> Task directions
Return every line of the entries below verbatim, with no changes.

> Dataset excerpts
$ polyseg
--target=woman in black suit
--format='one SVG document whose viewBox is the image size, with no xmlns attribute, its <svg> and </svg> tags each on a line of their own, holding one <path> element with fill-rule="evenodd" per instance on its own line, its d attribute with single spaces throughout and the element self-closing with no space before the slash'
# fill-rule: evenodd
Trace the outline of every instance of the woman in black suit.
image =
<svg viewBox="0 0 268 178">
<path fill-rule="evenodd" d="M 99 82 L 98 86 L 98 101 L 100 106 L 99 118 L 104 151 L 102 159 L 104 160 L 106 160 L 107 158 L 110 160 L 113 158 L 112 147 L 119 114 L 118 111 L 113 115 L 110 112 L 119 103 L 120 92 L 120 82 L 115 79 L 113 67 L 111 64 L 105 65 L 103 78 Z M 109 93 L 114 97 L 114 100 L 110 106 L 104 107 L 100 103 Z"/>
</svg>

> Final answer
$ polyseg
--target=woman in black suit
--format='one SVG document whose viewBox is the image size, with no xmlns attribute, its <svg> and </svg> tags each on a line of their own, holding one <path> element with fill-rule="evenodd" per instance on its own line, its d attribute with single spaces throughout and the element self-closing with no space before the slash'
# fill-rule: evenodd
Trace the outline of every instance of the woman in black suit.
image =
<svg viewBox="0 0 268 178">
<path fill-rule="evenodd" d="M 99 82 L 98 86 L 98 101 L 100 106 L 99 118 L 104 151 L 102 159 L 104 160 L 106 160 L 107 158 L 110 160 L 113 158 L 112 147 L 119 114 L 118 111 L 113 115 L 110 112 L 119 103 L 120 92 L 120 82 L 115 79 L 113 67 L 111 64 L 105 65 L 103 78 Z M 109 93 L 114 97 L 114 100 L 110 106 L 104 107 L 100 103 Z"/>
</svg>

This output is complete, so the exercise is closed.